▸ EXERCISE OBJECTIVE
Could you please retype exactly the lines from the start of the records below through the line that contains "[tag] green artificial", both included, and leave out the pictures?

□ □ □ □ □ □ □

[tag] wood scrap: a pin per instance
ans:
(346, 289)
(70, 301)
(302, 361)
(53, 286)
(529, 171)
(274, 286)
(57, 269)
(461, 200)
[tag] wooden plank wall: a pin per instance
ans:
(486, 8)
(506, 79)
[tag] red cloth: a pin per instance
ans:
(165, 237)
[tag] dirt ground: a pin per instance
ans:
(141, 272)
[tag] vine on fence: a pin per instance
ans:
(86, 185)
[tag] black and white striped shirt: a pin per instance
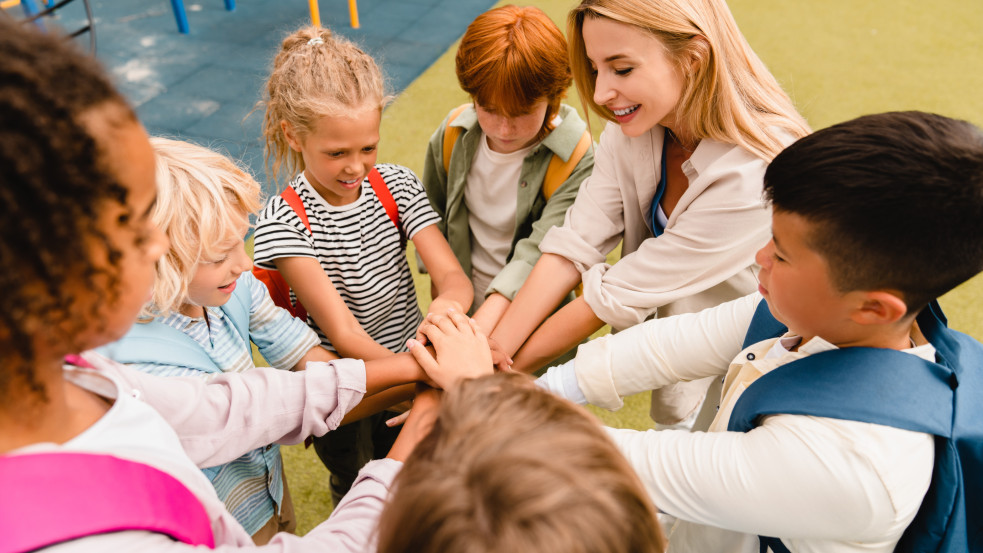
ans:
(358, 247)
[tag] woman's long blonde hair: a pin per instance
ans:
(729, 94)
(315, 74)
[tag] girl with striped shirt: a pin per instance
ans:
(348, 267)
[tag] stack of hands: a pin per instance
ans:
(450, 347)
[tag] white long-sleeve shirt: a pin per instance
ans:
(820, 484)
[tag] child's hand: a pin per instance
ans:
(501, 359)
(439, 306)
(418, 422)
(462, 349)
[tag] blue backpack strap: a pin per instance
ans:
(237, 308)
(895, 389)
(763, 326)
(875, 385)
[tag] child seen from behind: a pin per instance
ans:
(872, 220)
(72, 146)
(349, 270)
(508, 467)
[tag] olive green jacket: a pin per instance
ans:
(534, 214)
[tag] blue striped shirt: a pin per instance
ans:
(252, 485)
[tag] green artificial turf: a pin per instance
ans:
(838, 59)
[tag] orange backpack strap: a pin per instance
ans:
(559, 171)
(451, 134)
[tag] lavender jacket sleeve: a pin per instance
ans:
(219, 420)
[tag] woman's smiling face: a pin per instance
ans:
(634, 75)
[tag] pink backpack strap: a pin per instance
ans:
(50, 498)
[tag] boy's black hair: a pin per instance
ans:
(896, 200)
(53, 181)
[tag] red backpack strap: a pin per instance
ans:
(274, 281)
(50, 498)
(385, 196)
(295, 203)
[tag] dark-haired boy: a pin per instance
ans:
(873, 219)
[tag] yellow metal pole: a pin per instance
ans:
(353, 12)
(315, 13)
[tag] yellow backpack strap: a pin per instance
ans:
(451, 134)
(559, 171)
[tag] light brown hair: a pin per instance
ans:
(729, 94)
(315, 74)
(510, 468)
(512, 57)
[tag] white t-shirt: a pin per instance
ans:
(491, 200)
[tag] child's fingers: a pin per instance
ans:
(462, 322)
(398, 419)
(422, 356)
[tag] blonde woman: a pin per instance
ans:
(694, 117)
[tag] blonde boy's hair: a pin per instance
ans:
(509, 467)
(315, 74)
(202, 197)
(729, 94)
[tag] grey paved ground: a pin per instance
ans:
(201, 86)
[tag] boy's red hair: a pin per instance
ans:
(512, 57)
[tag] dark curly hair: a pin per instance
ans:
(53, 181)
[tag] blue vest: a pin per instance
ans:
(892, 388)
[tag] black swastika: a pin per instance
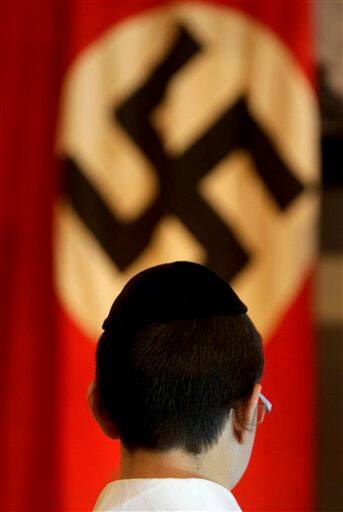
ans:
(179, 176)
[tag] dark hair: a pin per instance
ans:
(172, 384)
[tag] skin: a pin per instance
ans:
(224, 463)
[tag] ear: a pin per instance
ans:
(93, 401)
(246, 415)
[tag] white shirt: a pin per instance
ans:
(170, 494)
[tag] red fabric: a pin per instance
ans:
(291, 20)
(52, 453)
(281, 475)
(29, 41)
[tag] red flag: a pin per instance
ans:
(232, 101)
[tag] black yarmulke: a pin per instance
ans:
(173, 291)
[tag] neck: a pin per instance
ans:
(172, 464)
(153, 464)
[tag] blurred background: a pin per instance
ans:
(140, 132)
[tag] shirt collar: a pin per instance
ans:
(172, 494)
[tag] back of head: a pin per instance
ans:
(177, 353)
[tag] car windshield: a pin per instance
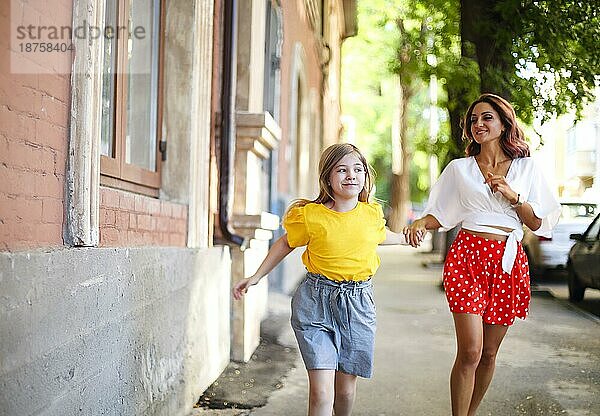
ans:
(572, 211)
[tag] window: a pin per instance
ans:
(131, 99)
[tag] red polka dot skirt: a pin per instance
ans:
(475, 282)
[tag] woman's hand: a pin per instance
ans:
(242, 286)
(498, 184)
(415, 232)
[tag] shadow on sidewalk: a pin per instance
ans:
(249, 385)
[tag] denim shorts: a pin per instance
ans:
(334, 324)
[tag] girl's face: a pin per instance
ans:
(347, 178)
(486, 125)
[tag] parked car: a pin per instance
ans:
(552, 253)
(583, 265)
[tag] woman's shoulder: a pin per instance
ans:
(461, 161)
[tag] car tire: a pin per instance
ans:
(576, 289)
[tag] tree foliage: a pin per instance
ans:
(542, 55)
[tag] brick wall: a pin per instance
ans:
(128, 219)
(34, 115)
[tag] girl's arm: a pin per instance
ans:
(276, 253)
(393, 238)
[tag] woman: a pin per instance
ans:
(492, 192)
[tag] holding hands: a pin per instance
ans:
(415, 233)
(243, 285)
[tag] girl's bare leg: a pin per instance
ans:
(345, 392)
(492, 338)
(320, 392)
(469, 338)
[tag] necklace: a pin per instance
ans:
(492, 164)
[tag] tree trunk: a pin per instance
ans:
(400, 189)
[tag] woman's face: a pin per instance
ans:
(486, 125)
(347, 178)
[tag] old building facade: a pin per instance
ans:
(140, 176)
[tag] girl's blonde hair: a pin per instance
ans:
(329, 160)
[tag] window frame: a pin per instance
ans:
(115, 171)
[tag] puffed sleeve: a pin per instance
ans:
(380, 219)
(444, 198)
(294, 223)
(543, 201)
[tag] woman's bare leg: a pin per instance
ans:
(320, 392)
(345, 392)
(469, 338)
(492, 338)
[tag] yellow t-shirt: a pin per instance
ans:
(339, 245)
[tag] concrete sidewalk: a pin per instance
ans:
(548, 364)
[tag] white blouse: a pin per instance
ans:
(460, 196)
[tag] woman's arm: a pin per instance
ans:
(415, 232)
(527, 216)
(393, 238)
(277, 252)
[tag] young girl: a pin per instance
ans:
(491, 193)
(333, 314)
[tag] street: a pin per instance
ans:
(548, 364)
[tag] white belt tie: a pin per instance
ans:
(510, 249)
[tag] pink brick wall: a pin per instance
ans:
(34, 117)
(128, 219)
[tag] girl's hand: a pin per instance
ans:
(498, 184)
(242, 286)
(415, 232)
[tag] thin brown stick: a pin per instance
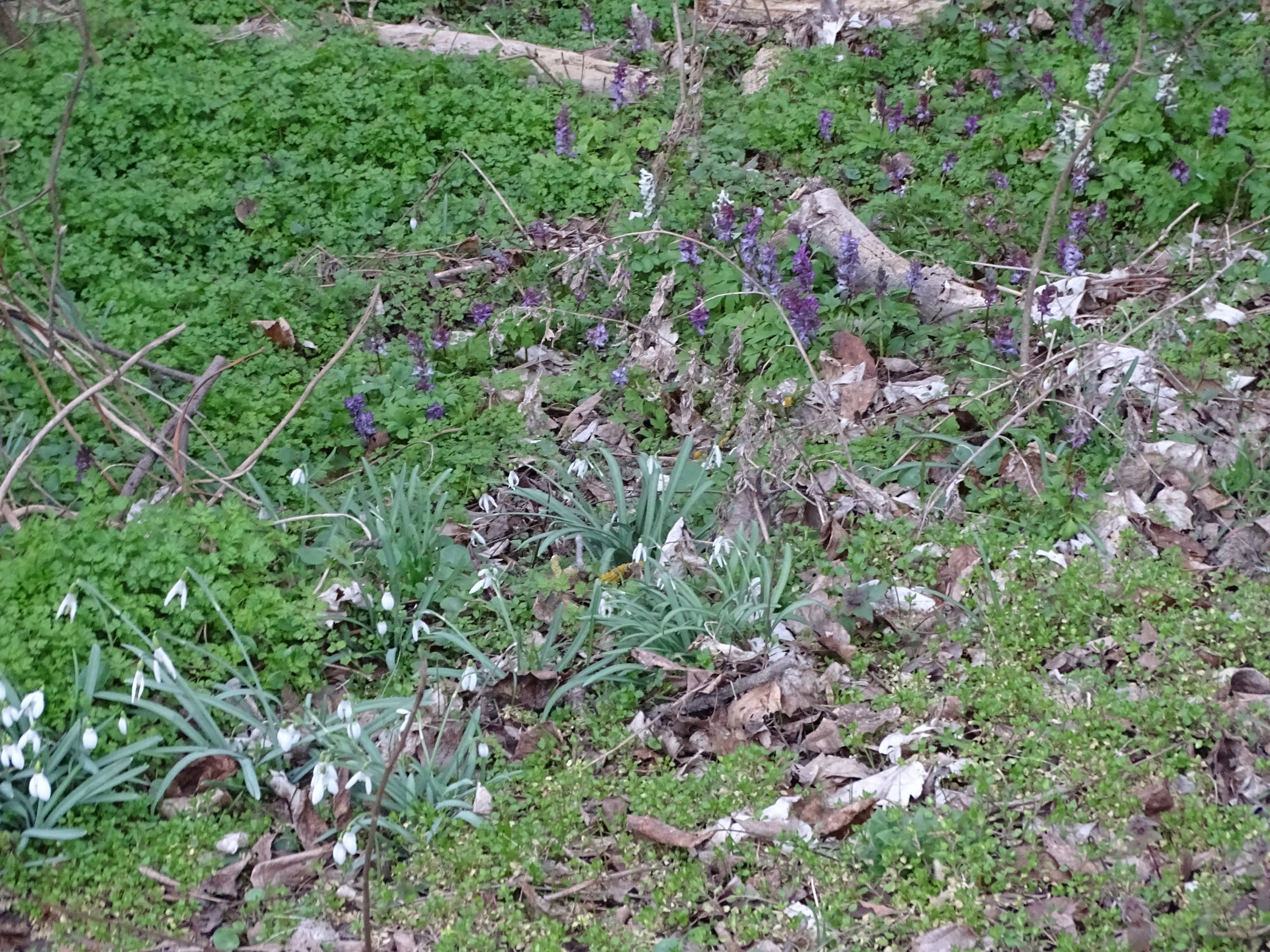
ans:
(256, 454)
(67, 412)
(379, 801)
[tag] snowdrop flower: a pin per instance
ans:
(179, 591)
(486, 579)
(288, 735)
(324, 781)
(33, 705)
(11, 755)
(719, 550)
(40, 787)
(469, 681)
(162, 663)
(139, 685)
(344, 848)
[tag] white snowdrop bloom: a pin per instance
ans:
(33, 705)
(139, 685)
(163, 663)
(1098, 79)
(40, 787)
(324, 781)
(719, 550)
(288, 735)
(486, 579)
(179, 591)
(11, 755)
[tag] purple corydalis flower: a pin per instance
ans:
(598, 337)
(361, 418)
(690, 253)
(482, 313)
(83, 461)
(1070, 256)
(1048, 84)
(564, 147)
(1220, 121)
(803, 268)
(618, 88)
(698, 316)
(826, 123)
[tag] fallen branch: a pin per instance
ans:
(203, 385)
(67, 412)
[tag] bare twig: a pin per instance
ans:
(67, 412)
(379, 801)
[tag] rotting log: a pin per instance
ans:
(940, 294)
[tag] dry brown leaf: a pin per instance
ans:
(278, 332)
(657, 832)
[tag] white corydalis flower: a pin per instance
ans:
(179, 591)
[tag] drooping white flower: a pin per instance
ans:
(40, 787)
(179, 591)
(162, 663)
(288, 735)
(33, 705)
(719, 550)
(324, 781)
(486, 579)
(139, 685)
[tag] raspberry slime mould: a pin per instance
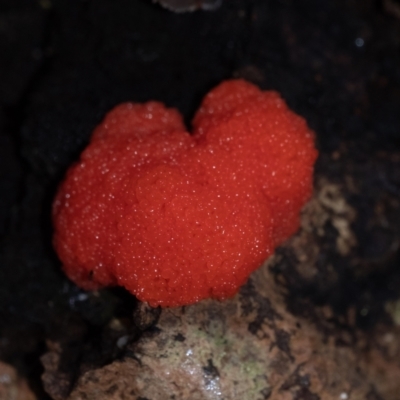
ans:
(176, 217)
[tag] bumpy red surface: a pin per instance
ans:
(176, 218)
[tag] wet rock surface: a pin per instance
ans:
(321, 319)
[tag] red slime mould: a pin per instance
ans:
(176, 218)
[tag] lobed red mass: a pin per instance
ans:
(176, 218)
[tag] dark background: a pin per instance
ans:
(64, 63)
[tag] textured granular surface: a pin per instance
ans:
(176, 218)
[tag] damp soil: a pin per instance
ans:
(64, 63)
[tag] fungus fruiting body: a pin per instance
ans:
(176, 218)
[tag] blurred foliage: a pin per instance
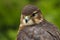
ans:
(10, 11)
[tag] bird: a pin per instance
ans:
(33, 26)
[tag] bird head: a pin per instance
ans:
(31, 15)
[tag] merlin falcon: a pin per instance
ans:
(33, 26)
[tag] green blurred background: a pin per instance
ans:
(10, 15)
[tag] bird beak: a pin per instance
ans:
(26, 19)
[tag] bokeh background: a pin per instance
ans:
(10, 11)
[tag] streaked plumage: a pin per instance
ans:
(36, 28)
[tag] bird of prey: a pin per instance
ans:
(33, 26)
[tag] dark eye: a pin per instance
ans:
(33, 14)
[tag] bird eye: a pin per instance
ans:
(33, 14)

□ □ □ □ □ □ □

▸ EXERCISE RESULT
[tag] wood scrap: a pin per instance
ans:
(346, 289)
(70, 301)
(302, 361)
(53, 286)
(529, 171)
(274, 286)
(57, 269)
(461, 200)
[tag] wooden plank wall: a pin per instance
ans:
(486, 8)
(506, 79)
[tag] red cloth: a pin per instance
ans:
(165, 237)
[tag] dirt ground: a pin per instance
ans:
(141, 272)
[tag] vine on fence: a pin per instance
ans:
(86, 185)
[tag] black and white striped shirt: a pin per instance
ans:
(358, 247)
[tag] woman's long blonde hair: a pin per instance
ans:
(729, 94)
(315, 74)
[tag] girl with striped shirt: a pin per instance
ans:
(348, 267)
[tag] stack of hands: a pin per instance
ans:
(450, 347)
[tag] white long-sleeve shirt: a pin per instance
ans:
(820, 484)
[tag] child's hand: a pin per instance
ans:
(501, 359)
(439, 306)
(418, 422)
(462, 349)
[tag] blue backpack strap: a pin per instance
ans:
(237, 308)
(895, 389)
(763, 326)
(875, 385)
[tag] child seen from behind: a pin per instance
ans:
(872, 220)
(72, 146)
(349, 270)
(508, 467)
[tag] olive green jacket: a pin per instance
ans:
(534, 214)
[tag] blue striped shirt: a pin per instance
ans:
(252, 485)
[tag] green artificial turf: a pin per instance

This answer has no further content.